> [PROBLEM TO WORK ON] List every line in the rows below that contains the word "parking".
--- start ---
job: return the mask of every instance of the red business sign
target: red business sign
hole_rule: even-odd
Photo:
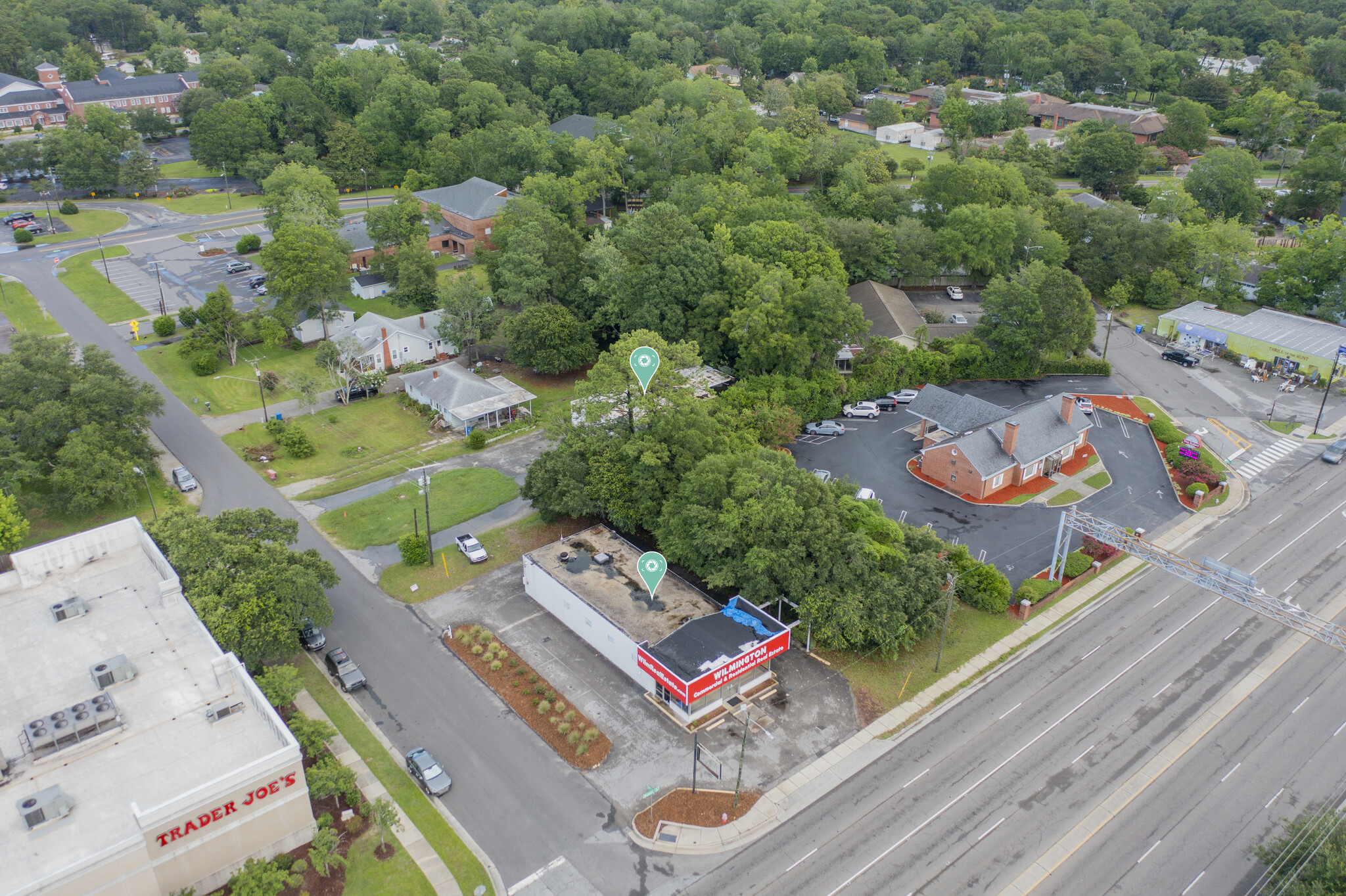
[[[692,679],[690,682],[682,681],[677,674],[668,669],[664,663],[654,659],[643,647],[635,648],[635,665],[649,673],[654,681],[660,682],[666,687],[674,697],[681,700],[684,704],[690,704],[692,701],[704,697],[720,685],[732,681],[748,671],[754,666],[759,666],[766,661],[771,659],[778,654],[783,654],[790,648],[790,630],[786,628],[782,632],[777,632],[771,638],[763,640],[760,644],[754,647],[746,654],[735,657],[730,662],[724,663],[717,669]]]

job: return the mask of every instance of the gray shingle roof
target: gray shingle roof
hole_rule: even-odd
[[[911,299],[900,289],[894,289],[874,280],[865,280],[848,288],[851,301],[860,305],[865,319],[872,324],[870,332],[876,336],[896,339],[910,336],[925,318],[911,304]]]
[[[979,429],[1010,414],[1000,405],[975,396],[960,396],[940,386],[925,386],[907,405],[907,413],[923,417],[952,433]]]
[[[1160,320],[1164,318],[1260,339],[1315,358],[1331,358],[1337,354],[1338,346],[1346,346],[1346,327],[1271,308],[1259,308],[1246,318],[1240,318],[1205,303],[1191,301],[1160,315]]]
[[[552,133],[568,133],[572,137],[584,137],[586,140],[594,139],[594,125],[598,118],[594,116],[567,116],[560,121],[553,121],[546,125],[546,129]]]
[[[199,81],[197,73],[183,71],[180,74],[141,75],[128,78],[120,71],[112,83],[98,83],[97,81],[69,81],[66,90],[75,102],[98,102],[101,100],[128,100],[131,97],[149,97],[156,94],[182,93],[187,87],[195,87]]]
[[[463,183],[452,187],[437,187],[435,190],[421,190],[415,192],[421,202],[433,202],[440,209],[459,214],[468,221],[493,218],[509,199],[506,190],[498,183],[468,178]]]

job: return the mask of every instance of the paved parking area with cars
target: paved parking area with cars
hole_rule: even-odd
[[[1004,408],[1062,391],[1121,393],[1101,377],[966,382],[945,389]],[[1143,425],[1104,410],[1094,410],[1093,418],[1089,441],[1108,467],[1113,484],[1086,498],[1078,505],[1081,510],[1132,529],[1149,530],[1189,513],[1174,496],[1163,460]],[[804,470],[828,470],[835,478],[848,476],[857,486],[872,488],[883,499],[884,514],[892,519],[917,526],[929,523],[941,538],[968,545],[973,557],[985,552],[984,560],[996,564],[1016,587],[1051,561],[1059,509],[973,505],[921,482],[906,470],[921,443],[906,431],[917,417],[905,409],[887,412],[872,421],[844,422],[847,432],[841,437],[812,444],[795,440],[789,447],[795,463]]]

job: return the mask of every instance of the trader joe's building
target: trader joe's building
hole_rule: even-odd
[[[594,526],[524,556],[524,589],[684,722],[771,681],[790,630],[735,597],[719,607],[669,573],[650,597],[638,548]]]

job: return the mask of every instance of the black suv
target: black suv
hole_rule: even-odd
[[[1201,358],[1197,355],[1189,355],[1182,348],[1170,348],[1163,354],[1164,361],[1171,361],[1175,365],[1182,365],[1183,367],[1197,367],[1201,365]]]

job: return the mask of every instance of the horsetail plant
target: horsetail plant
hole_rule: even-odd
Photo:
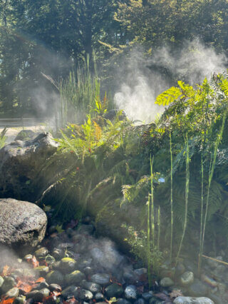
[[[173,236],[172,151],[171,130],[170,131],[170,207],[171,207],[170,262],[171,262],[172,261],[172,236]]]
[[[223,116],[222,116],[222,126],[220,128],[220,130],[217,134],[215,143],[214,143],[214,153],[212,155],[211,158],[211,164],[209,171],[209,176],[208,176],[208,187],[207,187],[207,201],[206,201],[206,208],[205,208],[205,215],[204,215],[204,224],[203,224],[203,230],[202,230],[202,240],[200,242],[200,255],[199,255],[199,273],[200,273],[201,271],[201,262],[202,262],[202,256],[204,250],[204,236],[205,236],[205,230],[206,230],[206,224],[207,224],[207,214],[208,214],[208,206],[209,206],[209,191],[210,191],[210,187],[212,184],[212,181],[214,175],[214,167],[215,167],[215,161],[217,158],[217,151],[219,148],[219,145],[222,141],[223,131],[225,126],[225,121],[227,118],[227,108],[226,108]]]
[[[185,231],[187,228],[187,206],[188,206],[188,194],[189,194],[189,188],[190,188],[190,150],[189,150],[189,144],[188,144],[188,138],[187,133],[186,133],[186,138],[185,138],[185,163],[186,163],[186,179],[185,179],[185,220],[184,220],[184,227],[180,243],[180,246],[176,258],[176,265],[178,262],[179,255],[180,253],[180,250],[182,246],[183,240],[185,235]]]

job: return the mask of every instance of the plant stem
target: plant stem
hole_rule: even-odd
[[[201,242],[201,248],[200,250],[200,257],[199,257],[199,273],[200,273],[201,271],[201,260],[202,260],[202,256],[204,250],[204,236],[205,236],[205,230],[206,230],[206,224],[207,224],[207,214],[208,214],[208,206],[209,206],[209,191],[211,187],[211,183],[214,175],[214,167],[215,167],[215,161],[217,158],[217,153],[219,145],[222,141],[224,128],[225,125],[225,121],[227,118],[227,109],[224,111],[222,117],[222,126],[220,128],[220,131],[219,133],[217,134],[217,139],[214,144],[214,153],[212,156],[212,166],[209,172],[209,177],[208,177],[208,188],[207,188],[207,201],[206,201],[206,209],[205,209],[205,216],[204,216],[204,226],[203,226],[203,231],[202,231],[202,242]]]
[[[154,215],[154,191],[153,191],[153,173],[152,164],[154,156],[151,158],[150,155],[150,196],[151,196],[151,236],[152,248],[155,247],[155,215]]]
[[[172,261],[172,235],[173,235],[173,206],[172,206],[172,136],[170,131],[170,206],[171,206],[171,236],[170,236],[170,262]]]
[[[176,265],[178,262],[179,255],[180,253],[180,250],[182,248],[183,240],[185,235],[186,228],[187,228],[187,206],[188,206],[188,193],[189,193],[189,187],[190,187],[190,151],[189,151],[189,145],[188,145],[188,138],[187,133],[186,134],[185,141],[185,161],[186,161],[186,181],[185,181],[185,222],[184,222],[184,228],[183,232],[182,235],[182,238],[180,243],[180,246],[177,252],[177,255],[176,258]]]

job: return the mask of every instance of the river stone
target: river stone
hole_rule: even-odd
--- end ---
--- start ---
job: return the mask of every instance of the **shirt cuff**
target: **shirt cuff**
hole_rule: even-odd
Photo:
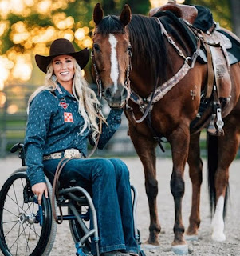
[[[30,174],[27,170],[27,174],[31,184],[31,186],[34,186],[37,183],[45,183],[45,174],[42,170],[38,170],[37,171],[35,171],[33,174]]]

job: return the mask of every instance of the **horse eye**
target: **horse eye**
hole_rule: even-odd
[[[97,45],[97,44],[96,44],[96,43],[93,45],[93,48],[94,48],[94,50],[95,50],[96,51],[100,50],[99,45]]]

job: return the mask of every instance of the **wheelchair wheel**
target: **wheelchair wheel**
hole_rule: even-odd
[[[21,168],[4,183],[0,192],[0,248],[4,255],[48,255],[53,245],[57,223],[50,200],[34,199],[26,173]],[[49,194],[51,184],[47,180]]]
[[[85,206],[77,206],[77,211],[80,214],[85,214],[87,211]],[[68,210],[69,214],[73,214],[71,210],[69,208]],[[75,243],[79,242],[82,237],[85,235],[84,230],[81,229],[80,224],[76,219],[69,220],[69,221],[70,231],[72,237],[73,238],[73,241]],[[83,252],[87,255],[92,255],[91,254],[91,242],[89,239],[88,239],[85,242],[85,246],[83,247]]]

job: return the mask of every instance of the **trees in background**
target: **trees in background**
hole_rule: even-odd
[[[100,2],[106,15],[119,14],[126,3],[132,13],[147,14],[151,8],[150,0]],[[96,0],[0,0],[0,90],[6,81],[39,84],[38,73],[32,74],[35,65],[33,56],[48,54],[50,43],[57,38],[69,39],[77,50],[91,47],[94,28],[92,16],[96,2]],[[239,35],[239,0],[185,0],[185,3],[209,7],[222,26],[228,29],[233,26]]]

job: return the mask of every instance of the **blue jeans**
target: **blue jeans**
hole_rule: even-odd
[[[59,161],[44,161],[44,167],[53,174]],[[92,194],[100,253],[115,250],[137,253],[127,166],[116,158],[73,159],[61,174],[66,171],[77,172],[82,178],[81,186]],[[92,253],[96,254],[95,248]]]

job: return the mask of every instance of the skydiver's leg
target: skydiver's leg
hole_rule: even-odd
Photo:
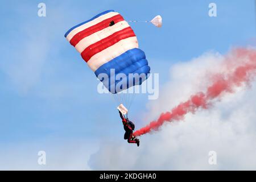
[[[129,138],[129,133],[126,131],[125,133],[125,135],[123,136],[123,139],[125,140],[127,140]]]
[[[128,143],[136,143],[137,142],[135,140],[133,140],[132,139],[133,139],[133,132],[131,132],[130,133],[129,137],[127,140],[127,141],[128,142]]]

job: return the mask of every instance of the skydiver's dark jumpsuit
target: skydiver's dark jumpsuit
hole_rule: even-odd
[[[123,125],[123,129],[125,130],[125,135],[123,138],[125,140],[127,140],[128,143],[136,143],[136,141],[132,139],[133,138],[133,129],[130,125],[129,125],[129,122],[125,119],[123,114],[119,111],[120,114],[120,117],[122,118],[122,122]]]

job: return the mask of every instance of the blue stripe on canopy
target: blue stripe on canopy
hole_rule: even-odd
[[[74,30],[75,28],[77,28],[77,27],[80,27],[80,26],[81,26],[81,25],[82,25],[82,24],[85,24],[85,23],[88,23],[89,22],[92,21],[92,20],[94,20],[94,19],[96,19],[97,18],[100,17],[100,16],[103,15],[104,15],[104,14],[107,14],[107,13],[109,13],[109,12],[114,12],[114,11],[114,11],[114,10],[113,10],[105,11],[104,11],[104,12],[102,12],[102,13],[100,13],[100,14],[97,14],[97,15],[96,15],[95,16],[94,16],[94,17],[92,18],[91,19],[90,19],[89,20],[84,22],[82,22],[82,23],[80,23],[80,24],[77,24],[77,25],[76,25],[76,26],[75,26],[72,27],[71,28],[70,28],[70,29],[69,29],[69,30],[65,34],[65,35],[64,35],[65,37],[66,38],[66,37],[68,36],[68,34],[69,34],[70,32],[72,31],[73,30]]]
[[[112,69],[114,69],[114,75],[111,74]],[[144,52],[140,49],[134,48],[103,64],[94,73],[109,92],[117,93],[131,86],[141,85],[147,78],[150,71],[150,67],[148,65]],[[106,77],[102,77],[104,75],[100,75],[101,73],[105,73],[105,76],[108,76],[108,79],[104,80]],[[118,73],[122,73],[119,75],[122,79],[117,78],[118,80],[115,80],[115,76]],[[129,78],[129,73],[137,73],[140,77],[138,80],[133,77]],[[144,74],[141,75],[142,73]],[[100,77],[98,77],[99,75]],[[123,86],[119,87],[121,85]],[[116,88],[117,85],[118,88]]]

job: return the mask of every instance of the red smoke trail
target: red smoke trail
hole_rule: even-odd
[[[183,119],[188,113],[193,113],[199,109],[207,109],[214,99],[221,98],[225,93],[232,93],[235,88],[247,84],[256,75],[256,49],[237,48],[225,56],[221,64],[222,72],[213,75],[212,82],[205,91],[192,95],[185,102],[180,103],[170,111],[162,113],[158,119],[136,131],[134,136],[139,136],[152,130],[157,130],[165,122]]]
--- end ---
> [TASK RESPONSE]
job: return the mask of every instance of the paved parking area with cars
target: paved parking area with cars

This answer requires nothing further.